Given task 1 =
In the multiple-teachers privacy notebook below, what kind of noise does the aggregation step add to the label counts?
Given task 2 =
Continue the multiple-teachers privacy notebook below, starting right after its last line of code.

Document excerpt =
# Learning private models with multiple teachers

Protocol:
1. Train teachers:
    - Devide training set into buckets (not overlapping)
    - Train a models (teacher) on each bucket
2. Train student:
    - Extract a share of the test set
    - Ensemble predictions from teachers: queries each teacher for predictions on the test set share
    - Aggregate teacher predictions to get student training labels using noising max: it
  adds Laplacian noise to label counts and returns the most frequent label
    - Train student with the aggregated label
    - Validate the student model on the remaining test data

http://www.cleverhans.io/privacy/2018/04/29/privacy-and-machine-learning.html
https://github.com/tensorflow/models/tree/master/research/differential_privacy/multiple_teachers

In [1]:
from syft.dp.pate import train_teachers, train_student
from torchvision import datasets, transforms

import torch
import torch.nn as nn
import torch.nn.functional as F

def prepare_mnist():
    kwargs = {"num_workers": 1}

    train_loader = torch.utils.data.DataLoader(
        datasets.MNIST(
            "./data",
            train=True,
            download=True,
            transform=transforms.Compose(
                [transforms.ToTensor(), transforms.Normalize((0.1307,), (0.3081,))]
            ),
        ),
        batch_size=60000,
        shuffle=True,
        **kwargs,
    )

    test_loader = torch.utils.data.DataLoader(
        datasets.MNIST(
            "./data",
            train=False,
            transform=transforms.Compose(
                [transforms.ToTensor(), transforms.Normalize((0.1307,), (0.3081,))]
            ),
        ),
        batch_size=10000,
        shuffle=False,
        **kwargs,
    )

    train_data, train_labels = next(iter(train_loader))

Dataset rows =

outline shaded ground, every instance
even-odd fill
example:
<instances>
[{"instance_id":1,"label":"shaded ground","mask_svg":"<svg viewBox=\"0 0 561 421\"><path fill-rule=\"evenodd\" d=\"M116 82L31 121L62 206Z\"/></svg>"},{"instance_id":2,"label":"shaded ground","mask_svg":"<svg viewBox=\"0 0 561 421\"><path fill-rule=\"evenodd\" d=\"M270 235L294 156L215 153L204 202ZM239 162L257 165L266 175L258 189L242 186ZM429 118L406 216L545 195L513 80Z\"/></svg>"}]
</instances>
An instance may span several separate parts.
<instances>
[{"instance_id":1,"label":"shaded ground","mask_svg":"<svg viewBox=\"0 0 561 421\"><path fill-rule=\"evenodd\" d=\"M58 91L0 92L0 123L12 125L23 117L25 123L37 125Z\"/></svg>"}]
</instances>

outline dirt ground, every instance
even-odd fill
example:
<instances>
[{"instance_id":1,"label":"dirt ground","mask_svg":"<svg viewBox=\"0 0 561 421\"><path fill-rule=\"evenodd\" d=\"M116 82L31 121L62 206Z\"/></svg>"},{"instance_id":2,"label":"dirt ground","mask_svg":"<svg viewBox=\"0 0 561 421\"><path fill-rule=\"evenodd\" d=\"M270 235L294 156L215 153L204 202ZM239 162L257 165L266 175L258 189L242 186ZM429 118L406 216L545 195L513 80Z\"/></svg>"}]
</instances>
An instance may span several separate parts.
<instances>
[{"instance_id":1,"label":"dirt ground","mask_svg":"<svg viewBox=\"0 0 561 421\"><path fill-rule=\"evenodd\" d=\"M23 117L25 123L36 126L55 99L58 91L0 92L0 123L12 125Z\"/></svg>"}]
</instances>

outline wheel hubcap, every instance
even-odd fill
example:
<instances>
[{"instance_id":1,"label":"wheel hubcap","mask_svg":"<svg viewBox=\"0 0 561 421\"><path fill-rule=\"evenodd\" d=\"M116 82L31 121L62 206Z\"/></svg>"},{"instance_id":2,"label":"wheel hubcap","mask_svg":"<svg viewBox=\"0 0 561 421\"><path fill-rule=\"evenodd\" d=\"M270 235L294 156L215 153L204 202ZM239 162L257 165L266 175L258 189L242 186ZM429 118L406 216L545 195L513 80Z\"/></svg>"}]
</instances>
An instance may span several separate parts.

Exercise response 1 =
Laplacian noise.

Exercise response 2 =
    test_data, test_labels = next(iter(test_loader))

    return train_data, train_labels, test_data, test_labels

In [2]:
# For this demo, we use MNIST dataset
train_data, train_labels, test_data, test_labels = prepare_mnist()

In [3]:
import argparse
import torch
import torch.nn as nn
import torch.nn.functional as F
import torch.optim as optim
from torch.autograd import Variable
from torch.utils.data import TensorDataset, DataLoader

print(torch.__version__)
# Training settings
parser = argparse.ArgumentParser(description='PyTorch Example')
parser.add_argument('--batch-size', type=int, default=8, metavar='N',
                    help='input batch size for training (default: 8)')
parser.add_argument('--test-batch-size', type=int, default=8, metavar='N',
                    help='input batch size for testing (default: 8)')
parser.add_argument('--epochs', type=int, default=10, metavar='N',
                    help='number of epochs to train (default: 10)')
parser.add_argument('--lr', type=float, default=0.001, metavar='LR',
                    help='learning rate (default: 0.001)')
parser.add_argument('--momentum', type=float, default=0.0, metavar='M',
                    help='SGD momentum (default: 0.0)')
parser.add_argument('--seed', type=int, default=1, metavar='S',
                    help='random seed (default: 1)')
parser.add_argument('--log-interval', type=int, default=10, metavar='N',
                    help='how many batches to wait before logging training status')
args = parser.parse_args([])

torch.manual_seed(args.seed)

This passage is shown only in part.